What you have to do.
Each entry here is to be restated word for word.

Records for this task section start

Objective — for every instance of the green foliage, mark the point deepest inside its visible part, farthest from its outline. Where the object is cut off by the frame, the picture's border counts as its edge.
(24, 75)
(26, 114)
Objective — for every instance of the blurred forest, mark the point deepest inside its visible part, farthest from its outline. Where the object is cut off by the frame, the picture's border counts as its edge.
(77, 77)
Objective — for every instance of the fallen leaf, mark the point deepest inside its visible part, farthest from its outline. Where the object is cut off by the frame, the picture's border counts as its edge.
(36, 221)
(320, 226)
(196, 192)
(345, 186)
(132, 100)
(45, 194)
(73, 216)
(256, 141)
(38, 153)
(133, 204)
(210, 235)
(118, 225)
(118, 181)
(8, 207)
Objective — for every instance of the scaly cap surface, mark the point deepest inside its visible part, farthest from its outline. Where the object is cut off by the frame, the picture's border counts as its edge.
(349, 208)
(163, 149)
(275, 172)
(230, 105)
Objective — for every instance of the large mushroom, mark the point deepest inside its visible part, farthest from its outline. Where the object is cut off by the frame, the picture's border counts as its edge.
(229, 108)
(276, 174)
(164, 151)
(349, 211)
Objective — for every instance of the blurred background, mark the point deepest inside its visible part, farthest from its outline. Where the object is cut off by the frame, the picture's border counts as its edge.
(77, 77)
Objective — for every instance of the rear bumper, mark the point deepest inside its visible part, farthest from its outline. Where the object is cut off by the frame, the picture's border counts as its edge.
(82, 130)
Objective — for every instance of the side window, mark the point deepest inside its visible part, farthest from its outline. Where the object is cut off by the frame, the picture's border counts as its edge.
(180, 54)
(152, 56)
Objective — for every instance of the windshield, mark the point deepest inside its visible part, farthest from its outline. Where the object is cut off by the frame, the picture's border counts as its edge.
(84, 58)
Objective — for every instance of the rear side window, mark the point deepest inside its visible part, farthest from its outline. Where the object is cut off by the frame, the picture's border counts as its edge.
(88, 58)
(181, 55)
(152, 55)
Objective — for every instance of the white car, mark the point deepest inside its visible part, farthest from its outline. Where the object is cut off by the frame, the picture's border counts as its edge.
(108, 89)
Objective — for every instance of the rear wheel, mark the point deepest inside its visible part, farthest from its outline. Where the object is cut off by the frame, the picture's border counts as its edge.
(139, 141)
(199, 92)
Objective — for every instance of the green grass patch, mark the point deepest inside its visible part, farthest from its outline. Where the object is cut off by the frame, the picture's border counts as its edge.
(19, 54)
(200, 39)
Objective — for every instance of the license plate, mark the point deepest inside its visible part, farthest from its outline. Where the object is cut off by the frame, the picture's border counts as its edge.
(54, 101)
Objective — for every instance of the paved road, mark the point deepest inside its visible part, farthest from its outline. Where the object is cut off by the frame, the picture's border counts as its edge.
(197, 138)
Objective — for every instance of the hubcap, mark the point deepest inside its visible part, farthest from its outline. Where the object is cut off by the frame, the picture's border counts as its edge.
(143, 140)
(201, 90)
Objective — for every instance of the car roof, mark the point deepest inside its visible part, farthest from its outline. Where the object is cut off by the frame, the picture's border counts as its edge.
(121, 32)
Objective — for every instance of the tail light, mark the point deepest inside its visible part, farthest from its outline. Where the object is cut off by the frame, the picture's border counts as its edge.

Records for this task section end

Your solution.
Objective — for every instance of the green foliage, mark the point deepest inside its visible part, farthest from its outline. Where the object is cut off by the frame, the picture's border counts as its edge.
(24, 75)
(26, 114)
Objective — for every instance of the blurred forest, mark the point deepest inside its visible part, farthest from its outline. Where the object is cut off by the frame, the picture's border counts as its edge.
(77, 77)
Objective — for every instance of the fallen leaf, mark the point deepest inside its visible part, farthest from its outline. Where the object is cut off by the frame, the picture's border counts as its edge.
(36, 221)
(320, 226)
(196, 192)
(345, 186)
(132, 100)
(45, 194)
(73, 216)
(256, 141)
(38, 153)
(133, 204)
(210, 235)
(118, 225)
(118, 181)
(8, 207)
Objective — for every instance of the scaly cap surface, mark the point deepest inside its visible part, farthest from its outline. Where the object is cut off by the frame, the picture's border counts as its edge.
(349, 208)
(163, 149)
(275, 172)
(230, 105)
Objective — for every instance of the large mushroom, mark the point deepest inside its visible part, farthest from its outline. Where the object is cut off by the frame, the picture's border counts as its edge.
(229, 108)
(276, 174)
(164, 151)
(349, 211)
Objective — for every instance of the blurred background, mark the point deepest inside its visible part, farthest from its outline. Where the object is cut off by the frame, the picture's border counts as its edge.
(77, 77)
Objective — for every instance of the rear bumper, mark the point deepest inside its visible part, farthest from its outline. Where the object is cut off by the frame, the picture's border counts as its edge.
(82, 130)
Objective — for every instance of the side window, mark the point deepest inside its visible part, farthest from its outline. Where the object is cut off by the frame, the picture's border counts as its edge.
(180, 54)
(152, 56)
Objective — for every instance of the windshield, mark the point deepest inside its visible part, farthest from its outline. Where the object is cut off by the frame, the picture's border counts as its edge.
(84, 58)
Objective — for every instance of the rear side window, mark the point deepest inside its visible part, farthest from its outline. Where the object is cut off by the frame, the picture's border counts as its edge.
(88, 58)
(181, 55)
(152, 55)
Objective — for every instance of the white car, mark the point deepest inside its visible part, farthest from its outline. Where the object is cut off by the frame, the picture's border counts as its edge.
(108, 89)
Objective — for every instance of the rear wheel, mark the point deepest inside its visible part, farthest from its outline. Where the object is cut off by the frame, the picture's border counts as its edge.
(139, 141)
(199, 92)
Objective — for every instance of the green grass patch, mark the point deepest inside its visible part, farthest from its outline. Where the object is cut off by the frame, the picture's border counts as its edge.
(19, 54)
(200, 39)
Objective — for every instance of the license plate, mark the point deepest inside its visible part, farthest from its outline. Where the object is cut off by the frame, the picture's border counts as its edge.
(54, 101)
Objective — for every instance of the paved road, mark the point deepest inside its visible part, farthest from its outline. Where the object is cut off by the frame, the picture's border counts as its edge.
(197, 138)
Objective — for every instance of the hubcap, mark the point deepest inside its visible part, farthest from its outline. Where the object is cut off by the frame, the picture's border counts as its edge.
(143, 140)
(201, 90)
Objective — for every instance of the car roof, mark the point deepest inside its visible part, farthest from its outline. Where the object is cut off by the frame, the picture's border counts as its edge.
(121, 32)
Objective — for every instance of the tail light, mark the point deepest inside its visible part, farthest from its outline. Where the object is cut off by the frame, the picture's border counts as its edge.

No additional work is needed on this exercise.